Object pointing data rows
● ● ● ● ●

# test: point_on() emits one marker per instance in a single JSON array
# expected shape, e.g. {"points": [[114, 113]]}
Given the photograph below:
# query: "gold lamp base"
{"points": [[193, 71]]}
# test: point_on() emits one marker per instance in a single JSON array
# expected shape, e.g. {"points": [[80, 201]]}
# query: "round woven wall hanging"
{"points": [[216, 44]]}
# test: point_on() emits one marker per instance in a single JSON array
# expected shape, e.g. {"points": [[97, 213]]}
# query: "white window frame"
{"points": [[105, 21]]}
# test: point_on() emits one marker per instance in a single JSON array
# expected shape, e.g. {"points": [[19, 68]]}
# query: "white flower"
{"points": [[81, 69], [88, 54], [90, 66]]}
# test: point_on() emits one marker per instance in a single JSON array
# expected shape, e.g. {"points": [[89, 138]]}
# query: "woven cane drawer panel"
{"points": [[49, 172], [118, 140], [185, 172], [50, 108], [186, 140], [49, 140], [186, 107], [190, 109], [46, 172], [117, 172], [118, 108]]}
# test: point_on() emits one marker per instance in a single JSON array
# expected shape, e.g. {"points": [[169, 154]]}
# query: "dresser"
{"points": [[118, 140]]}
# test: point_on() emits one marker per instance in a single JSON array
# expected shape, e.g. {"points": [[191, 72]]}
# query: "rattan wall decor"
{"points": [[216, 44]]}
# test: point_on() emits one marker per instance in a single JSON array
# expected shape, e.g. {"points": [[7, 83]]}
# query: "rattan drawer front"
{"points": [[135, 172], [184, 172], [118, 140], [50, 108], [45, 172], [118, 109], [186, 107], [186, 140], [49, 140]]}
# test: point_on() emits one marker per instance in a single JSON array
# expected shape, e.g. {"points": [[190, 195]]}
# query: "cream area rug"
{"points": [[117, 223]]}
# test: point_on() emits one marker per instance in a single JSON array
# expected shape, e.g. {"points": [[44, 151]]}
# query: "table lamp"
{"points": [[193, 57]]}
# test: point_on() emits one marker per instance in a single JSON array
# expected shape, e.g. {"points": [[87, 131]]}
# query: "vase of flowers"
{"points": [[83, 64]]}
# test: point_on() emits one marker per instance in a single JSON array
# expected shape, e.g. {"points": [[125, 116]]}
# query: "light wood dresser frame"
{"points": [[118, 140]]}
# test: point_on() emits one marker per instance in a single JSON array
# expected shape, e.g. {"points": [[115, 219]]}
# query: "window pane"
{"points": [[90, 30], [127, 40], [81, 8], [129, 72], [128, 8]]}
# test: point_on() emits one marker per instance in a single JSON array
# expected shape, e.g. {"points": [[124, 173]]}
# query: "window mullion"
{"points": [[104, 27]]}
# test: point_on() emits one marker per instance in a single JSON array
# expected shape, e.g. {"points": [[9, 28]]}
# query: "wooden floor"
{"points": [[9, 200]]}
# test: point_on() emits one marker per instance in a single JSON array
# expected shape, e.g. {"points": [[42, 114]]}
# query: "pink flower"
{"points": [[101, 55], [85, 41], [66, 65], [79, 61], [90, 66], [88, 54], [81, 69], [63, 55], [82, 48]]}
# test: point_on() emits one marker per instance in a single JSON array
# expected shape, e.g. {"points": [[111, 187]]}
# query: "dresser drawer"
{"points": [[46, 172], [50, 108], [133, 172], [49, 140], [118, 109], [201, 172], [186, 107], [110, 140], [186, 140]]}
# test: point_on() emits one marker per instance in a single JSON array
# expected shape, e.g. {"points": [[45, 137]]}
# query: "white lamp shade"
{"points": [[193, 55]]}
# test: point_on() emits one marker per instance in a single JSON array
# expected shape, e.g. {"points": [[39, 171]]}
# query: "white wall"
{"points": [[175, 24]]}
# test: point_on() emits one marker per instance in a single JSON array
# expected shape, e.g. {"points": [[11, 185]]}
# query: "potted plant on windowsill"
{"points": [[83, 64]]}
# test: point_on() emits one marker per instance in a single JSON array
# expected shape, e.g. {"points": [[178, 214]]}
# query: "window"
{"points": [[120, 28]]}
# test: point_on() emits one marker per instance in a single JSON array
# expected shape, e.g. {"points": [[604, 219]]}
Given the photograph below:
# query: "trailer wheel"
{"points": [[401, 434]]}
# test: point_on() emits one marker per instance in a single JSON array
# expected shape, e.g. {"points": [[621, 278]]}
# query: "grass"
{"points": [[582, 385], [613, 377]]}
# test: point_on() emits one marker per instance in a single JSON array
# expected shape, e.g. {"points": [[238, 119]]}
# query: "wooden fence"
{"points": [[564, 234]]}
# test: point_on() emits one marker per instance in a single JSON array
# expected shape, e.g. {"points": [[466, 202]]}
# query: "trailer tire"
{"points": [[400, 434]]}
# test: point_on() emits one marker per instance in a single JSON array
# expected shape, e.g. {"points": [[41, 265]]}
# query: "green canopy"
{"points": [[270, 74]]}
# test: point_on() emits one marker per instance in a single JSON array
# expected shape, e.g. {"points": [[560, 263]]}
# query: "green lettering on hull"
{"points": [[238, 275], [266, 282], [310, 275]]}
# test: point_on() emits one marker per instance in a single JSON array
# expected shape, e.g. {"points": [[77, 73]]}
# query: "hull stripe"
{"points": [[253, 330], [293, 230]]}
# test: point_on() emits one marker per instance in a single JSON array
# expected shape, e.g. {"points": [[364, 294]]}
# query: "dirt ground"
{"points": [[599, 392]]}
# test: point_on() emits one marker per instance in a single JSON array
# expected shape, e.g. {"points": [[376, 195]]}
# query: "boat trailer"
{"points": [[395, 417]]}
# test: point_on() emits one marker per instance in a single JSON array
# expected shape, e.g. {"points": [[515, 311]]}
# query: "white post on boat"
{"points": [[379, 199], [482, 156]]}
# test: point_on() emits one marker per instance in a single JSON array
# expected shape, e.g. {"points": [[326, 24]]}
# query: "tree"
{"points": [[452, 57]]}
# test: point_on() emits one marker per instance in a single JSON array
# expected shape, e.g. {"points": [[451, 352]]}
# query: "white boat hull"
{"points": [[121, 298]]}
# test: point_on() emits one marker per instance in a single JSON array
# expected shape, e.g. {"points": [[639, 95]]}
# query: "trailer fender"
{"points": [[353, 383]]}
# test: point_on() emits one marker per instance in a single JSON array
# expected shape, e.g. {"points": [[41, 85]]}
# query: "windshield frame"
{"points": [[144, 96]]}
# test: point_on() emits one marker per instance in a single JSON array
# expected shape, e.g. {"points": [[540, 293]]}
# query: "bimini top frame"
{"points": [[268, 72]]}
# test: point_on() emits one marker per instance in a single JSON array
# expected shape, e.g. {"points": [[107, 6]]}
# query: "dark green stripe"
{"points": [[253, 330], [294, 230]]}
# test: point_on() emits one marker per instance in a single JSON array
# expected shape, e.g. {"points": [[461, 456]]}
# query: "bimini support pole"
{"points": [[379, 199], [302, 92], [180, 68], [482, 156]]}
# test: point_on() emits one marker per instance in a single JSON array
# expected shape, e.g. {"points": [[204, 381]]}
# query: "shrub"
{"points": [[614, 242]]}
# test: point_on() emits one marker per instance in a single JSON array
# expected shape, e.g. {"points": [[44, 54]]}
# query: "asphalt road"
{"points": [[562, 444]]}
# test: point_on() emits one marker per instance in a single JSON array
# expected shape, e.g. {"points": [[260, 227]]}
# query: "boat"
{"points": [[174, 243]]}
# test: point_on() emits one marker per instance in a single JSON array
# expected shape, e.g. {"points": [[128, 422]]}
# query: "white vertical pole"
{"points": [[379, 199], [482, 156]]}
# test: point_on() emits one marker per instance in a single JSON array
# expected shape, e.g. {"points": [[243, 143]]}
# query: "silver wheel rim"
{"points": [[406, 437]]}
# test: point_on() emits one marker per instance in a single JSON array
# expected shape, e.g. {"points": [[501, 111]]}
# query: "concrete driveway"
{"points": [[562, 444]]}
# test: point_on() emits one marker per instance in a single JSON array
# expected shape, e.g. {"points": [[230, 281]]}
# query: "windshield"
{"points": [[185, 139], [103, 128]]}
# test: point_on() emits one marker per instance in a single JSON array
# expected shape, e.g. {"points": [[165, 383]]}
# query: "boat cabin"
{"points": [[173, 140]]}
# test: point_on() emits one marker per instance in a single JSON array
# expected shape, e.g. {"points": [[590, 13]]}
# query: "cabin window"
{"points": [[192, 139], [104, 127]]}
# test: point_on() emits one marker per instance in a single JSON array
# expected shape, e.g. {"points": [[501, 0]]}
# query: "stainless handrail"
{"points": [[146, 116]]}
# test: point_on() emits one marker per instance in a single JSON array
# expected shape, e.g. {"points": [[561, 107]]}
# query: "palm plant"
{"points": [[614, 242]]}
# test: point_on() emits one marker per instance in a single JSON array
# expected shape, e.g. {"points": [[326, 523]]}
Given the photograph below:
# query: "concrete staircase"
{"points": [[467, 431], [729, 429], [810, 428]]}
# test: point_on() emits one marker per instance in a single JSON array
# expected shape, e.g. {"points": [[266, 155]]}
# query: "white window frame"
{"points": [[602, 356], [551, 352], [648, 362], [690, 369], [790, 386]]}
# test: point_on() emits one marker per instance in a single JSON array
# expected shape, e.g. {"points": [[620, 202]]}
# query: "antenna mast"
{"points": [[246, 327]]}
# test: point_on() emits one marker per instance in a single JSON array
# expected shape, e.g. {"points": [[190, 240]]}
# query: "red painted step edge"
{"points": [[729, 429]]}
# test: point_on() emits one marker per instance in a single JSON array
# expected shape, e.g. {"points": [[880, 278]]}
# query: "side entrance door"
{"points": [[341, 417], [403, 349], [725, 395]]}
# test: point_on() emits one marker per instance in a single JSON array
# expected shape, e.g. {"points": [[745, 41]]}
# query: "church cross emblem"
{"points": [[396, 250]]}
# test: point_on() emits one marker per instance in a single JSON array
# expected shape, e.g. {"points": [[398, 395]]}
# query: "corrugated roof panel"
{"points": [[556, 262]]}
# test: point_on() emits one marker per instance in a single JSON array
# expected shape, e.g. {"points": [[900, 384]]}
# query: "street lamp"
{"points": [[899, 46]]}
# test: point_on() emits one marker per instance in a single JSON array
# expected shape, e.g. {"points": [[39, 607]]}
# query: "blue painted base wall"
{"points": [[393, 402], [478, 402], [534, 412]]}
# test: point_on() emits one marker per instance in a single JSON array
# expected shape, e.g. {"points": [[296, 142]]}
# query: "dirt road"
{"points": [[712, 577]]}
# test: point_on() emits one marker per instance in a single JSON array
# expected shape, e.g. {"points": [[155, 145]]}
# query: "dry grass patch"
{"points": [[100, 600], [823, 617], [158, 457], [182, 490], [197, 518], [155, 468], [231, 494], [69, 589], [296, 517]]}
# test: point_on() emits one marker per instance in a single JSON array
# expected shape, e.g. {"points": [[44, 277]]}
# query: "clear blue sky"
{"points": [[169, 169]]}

● ● ● ● ●

▶ [GIVEN PROBLEM]: Pull out every line of the data above that contains the string "pole".

▶ [EXERCISE SOLUTION]:
# query: "bimini support pole"
# query: "white vertical pole"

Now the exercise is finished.